● **TASK BRIEF**
Count the lines in the records below that contain the string "instance", treating uppercase and lowercase as different, and reply with that number alone.

● **MATERIAL FOR THE TASK**
## begin

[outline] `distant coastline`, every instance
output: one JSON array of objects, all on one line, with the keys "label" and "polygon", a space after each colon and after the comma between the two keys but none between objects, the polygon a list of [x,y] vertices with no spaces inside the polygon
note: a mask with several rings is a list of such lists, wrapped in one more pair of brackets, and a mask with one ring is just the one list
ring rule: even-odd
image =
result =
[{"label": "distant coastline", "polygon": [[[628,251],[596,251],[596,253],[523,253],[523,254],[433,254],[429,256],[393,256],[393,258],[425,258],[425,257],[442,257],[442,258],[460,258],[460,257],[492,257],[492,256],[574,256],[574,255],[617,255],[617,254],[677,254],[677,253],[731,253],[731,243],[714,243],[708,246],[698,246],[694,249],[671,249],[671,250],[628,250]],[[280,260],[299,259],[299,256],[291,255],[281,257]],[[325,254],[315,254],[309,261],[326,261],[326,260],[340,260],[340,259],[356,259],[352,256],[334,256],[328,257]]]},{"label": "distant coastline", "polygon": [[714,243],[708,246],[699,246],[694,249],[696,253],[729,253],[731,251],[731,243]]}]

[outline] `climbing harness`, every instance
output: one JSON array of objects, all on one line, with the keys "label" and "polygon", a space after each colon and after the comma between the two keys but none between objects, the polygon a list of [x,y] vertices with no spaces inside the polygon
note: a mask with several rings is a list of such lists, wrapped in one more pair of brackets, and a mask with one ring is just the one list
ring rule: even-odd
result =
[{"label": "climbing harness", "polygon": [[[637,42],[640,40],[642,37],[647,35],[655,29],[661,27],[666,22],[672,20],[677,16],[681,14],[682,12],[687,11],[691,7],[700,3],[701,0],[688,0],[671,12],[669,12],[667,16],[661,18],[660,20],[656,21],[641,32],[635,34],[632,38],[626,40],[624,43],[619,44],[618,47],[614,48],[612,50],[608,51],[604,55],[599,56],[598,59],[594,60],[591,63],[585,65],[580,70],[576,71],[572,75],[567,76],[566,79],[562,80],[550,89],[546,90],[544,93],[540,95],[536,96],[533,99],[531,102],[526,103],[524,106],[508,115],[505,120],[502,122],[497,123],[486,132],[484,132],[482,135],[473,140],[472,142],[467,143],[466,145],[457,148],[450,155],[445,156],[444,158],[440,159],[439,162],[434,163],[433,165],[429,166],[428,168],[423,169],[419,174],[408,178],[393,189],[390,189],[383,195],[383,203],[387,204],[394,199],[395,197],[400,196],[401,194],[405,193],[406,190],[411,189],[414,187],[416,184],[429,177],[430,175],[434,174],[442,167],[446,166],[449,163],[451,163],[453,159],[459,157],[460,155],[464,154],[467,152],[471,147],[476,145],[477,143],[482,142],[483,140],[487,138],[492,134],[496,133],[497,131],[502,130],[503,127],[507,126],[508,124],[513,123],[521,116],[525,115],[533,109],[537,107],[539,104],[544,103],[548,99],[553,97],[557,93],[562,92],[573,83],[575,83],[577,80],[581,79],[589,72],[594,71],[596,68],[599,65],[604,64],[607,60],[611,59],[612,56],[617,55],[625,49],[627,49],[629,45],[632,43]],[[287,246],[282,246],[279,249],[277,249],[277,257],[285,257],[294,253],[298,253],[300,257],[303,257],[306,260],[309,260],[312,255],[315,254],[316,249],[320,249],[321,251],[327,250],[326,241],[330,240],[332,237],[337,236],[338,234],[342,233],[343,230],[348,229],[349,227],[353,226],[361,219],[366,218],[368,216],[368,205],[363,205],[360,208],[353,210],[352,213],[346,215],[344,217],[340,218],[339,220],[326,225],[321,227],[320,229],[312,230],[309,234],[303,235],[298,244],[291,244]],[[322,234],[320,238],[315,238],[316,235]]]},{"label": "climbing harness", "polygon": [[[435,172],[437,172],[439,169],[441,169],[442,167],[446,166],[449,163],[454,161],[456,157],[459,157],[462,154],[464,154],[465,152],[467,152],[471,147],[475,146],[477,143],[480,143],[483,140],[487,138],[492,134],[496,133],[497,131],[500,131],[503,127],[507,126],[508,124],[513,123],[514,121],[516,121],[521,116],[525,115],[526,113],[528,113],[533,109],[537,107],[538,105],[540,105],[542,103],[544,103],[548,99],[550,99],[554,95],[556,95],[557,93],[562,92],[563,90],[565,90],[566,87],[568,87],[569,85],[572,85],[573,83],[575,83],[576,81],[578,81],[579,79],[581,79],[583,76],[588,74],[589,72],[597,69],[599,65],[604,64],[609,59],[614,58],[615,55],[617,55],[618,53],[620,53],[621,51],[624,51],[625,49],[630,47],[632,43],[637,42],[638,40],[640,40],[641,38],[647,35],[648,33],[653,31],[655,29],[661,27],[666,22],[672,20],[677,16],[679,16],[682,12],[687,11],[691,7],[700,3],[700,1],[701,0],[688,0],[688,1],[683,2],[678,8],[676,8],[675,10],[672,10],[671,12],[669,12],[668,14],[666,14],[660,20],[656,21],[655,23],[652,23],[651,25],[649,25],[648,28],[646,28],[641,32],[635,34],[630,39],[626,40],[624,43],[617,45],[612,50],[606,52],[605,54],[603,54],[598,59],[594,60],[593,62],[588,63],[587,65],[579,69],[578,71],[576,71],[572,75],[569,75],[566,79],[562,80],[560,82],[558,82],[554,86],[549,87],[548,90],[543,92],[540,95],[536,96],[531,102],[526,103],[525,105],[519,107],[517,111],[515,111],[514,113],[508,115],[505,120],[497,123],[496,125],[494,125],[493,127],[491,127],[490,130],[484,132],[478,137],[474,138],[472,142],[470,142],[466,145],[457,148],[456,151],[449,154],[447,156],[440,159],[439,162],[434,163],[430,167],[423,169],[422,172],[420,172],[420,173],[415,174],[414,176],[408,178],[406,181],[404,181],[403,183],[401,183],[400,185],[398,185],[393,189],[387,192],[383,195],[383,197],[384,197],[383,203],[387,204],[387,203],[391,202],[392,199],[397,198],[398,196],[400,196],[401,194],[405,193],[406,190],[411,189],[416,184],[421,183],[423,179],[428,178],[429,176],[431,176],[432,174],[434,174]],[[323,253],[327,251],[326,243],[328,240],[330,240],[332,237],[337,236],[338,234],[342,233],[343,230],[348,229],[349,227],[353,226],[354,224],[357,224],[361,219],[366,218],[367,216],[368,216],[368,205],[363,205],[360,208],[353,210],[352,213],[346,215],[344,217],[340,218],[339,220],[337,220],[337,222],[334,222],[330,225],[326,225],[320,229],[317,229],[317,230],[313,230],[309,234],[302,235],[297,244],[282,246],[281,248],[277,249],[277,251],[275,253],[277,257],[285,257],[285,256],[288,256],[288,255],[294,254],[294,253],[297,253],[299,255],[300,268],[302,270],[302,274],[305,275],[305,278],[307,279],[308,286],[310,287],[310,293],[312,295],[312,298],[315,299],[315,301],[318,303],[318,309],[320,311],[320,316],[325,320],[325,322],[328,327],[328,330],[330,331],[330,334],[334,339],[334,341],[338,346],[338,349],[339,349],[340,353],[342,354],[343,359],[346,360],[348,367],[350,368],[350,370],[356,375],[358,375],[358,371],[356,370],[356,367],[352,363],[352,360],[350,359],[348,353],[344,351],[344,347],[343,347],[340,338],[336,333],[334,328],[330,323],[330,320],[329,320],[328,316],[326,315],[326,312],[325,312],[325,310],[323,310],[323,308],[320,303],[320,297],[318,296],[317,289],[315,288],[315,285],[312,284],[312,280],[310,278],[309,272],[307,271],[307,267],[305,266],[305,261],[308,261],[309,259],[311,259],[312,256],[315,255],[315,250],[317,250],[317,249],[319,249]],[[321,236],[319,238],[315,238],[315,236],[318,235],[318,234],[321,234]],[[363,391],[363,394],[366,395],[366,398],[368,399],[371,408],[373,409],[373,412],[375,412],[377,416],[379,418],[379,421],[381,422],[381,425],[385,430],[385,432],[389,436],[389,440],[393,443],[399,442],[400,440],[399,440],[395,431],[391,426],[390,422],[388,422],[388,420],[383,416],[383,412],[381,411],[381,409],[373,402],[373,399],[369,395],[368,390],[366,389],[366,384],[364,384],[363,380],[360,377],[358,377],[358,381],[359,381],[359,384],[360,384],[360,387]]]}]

## end

● **EXERCISE RESPONSE**
2